> **AIM**
Transcribe all the records exactly and omit any images they hold.

> **TASK DATA**
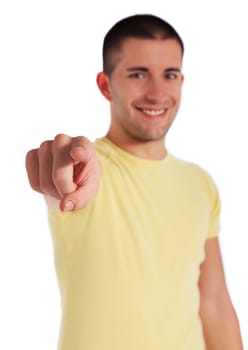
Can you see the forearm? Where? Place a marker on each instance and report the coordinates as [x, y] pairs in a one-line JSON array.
[[220, 326]]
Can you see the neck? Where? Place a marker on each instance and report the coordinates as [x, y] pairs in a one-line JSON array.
[[153, 150]]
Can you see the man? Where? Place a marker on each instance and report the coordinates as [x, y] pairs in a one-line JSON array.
[[136, 235]]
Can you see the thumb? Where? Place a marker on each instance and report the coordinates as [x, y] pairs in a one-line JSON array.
[[78, 199]]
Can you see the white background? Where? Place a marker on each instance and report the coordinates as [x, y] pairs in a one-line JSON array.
[[50, 53]]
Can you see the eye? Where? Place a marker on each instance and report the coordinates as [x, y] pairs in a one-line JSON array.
[[137, 75], [172, 76]]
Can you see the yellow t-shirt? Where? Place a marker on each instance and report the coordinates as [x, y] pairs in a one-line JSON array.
[[128, 264]]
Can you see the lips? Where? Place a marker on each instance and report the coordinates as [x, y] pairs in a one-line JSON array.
[[153, 113]]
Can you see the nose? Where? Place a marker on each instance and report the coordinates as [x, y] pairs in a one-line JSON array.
[[157, 93]]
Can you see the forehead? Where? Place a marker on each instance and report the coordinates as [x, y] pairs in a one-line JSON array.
[[149, 52]]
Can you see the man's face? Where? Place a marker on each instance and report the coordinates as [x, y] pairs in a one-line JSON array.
[[145, 89]]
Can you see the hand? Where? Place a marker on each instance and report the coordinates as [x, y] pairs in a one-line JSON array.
[[66, 168]]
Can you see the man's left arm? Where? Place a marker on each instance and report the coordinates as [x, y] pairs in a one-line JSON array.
[[219, 320]]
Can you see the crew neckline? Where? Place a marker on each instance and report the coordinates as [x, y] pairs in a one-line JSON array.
[[133, 158]]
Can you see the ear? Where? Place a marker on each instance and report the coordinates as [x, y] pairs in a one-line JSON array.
[[103, 84]]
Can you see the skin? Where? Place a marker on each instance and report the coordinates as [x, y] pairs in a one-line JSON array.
[[144, 92], [145, 80]]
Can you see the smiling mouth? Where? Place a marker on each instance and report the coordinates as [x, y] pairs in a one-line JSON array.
[[153, 112]]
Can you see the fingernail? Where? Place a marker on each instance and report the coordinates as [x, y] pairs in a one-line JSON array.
[[69, 206]]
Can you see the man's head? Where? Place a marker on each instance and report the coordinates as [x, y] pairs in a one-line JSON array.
[[142, 80], [137, 26]]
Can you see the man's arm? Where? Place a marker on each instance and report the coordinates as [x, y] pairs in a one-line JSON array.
[[65, 170], [220, 323]]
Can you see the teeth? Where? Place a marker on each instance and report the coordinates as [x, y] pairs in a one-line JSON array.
[[153, 112]]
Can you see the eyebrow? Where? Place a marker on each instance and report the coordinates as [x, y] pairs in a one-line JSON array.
[[144, 69]]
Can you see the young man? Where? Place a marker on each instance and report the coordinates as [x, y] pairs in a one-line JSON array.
[[136, 234]]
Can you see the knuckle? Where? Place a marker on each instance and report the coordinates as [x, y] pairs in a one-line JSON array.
[[61, 139]]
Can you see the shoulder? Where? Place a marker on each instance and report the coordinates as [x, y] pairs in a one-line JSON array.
[[196, 172]]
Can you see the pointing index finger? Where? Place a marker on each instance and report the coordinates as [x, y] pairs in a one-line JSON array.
[[81, 149]]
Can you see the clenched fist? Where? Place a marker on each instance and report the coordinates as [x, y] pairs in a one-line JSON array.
[[67, 169]]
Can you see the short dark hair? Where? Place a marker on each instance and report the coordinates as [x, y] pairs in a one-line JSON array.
[[137, 26]]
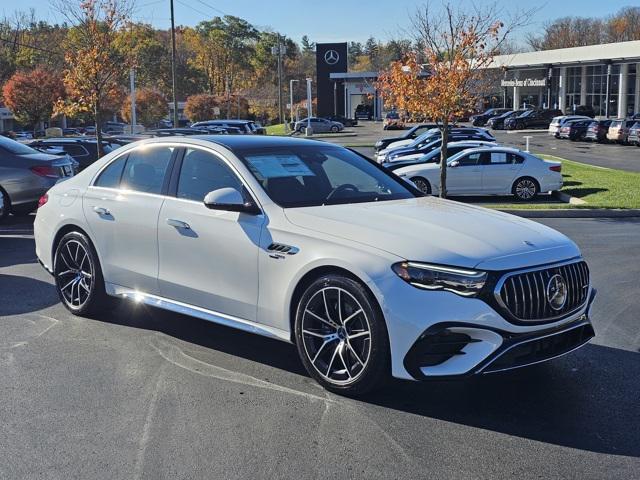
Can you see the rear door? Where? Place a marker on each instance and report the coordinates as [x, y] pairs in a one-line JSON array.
[[122, 208], [499, 172]]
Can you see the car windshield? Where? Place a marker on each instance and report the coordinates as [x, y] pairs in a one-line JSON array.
[[16, 148], [309, 175]]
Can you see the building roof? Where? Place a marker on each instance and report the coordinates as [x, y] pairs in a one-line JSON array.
[[576, 55]]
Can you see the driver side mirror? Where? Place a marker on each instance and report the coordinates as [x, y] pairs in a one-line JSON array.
[[231, 200]]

> **EXPECTED OUTPUT**
Can you see the forearm? Where? Place a marker on each instance and report the coordinates as [x, y] pairs in a one-line JSON array.
[[220, 326]]
Can you see the neck? Where? Place a marker on each instance and report the coordinates as [x, y] pairs in a one-line JSON array.
[[153, 150]]
Can you see the man? Where? Place a marker on each instance and report the coordinates as [x, y] pairs in a one-line JSON array.
[[136, 235]]
Can you see the thumb? Where? Place a marker on each instance and report the coordinates as [x, y] pairs in a one-line JSON array.
[[78, 199]]
Can you see the white background? Where? Place a marker on each instance and report the coordinates as [x, y] pairs in a one-line JSON array.
[[50, 53]]
Can you see the eye? Where? Place a marker on each instance and report the coordinates as [x, y] pairs in a one-line JSON array.
[[137, 75], [172, 76]]
Can you see the yellow t-shirt? Where? Place a marker on each instance and report the coordinates as [x, y] pairs in a one-line JSON array.
[[128, 264]]
Can you see the lips? Where? Place a marker on each instance and report the coordinates as [x, y] pairs in a one-line JSON array.
[[153, 113]]
Can you see the nose? Where? Place a marker on each instance and report the coordinates as [x, y] pairs in a one-line JSON array.
[[157, 93]]
Can you see the forehead? Where? Place a marker on each instance and report the coordinates as [x, y] pairs in a one-line JSON array.
[[149, 52]]
Can you see the man's face? Where? Place a marker on each instance and report the coordinates as [x, y] pairs in a one-line JSON array.
[[145, 89]]
Can you see the hand? Where? Place a marker on each instance and report the coordinates as [x, y] pairs in a one-line JSON array.
[[66, 168]]
Can you see the man's left arm? Where? Place a marker on each instance and report the coordinates as [x, y] pairs in a one-line JSON array.
[[219, 320]]
Can you see the crew neckline? Where? Place a marker on each instance and report the coordinates as [x, y] pairs in a one-line JSON array.
[[133, 158]]
Can you see the ear? Where? Place a marker on each instance and report the coordinates as [x, y] pairs in a one-line JSON array.
[[103, 84]]
Can you see the skin? Where? Place a marker on each instance and report the coordinates as [x, y] pairs in a one-line JSON array.
[[144, 92], [145, 80]]
Can you see the smiling mouth? Where? Place a marker on each instance and report the coordinates as [x, y] pairs in a one-line JSON array.
[[153, 112]]
Can you see the fingernail? Where? Place a marker on each instance and report the coordinates as [x, y] pairs in a one-line JSON array.
[[69, 206]]
Can you see the man's head? Where? Place a marker on each instance and report the coordinates as [x, y] pairs in a one-line JSON array.
[[142, 80], [137, 26]]
Can you see the man's arm? Where? Place a marker on each instance and report the coordinates as [x, y] pairs in a one-line JSON array.
[[65, 170], [220, 323]]
Can you see the teeth? Where? Place a marker on each instance and report the coordinates as [x, y] pairs in a one-line JSON array.
[[153, 112]]
Can you see the eyebrow? Where? Place a marker on each instance and report the coordinates as [x, y] pairs in a one-line JSON array.
[[144, 69]]
Can you see the young man? Where? Place a marker on each instance and report the coordinates as [x, y] pairs in a one-line JSON array.
[[136, 234]]
Can you see the knuckle? Where? Place a marker on each instance and report the coordinates as [x, y] pairs in a one-line JSON array.
[[61, 139]]
Can you see the shoulder? Where? Place a marker on each instance and report the coordinates as [x, y] pairs in a one-line JSON array.
[[196, 172]]
Can you see the pointing index finger? Where? Place a marker on each instance and report the coordinates as [x, y] pairs in a one-line JSON array.
[[81, 149]]
Can you see the clenched fist? Where? Place a marker on each instance and report the coordinates as [x, y] pairs in a one-line JSON array.
[[67, 169]]
Can you see the short dark hair? Where? Place a marker on each instance and report the coordinates as [x, y] pairs in a one-line JSON array.
[[137, 26]]
Can you see the rear door? Where? Place a marker on each instance and report the coordinates as [x, y] pairs in a one-line JSON array.
[[122, 208], [499, 172]]
Can you see the car windshield? Where? Place a marker on each instance and report the coordinates as [x, y] pairs in a one-line JSON array.
[[16, 148], [309, 175]]
Can you see the building roof? Where? Place a marker on each instance and report the coordinates as [x, y] pairs in a one-line JSON array.
[[576, 55]]
Can you see the driver side mirror? Where? Place a marker on each instance and report the coordinates as [x, y] pairs in a one-line JSON array.
[[231, 200]]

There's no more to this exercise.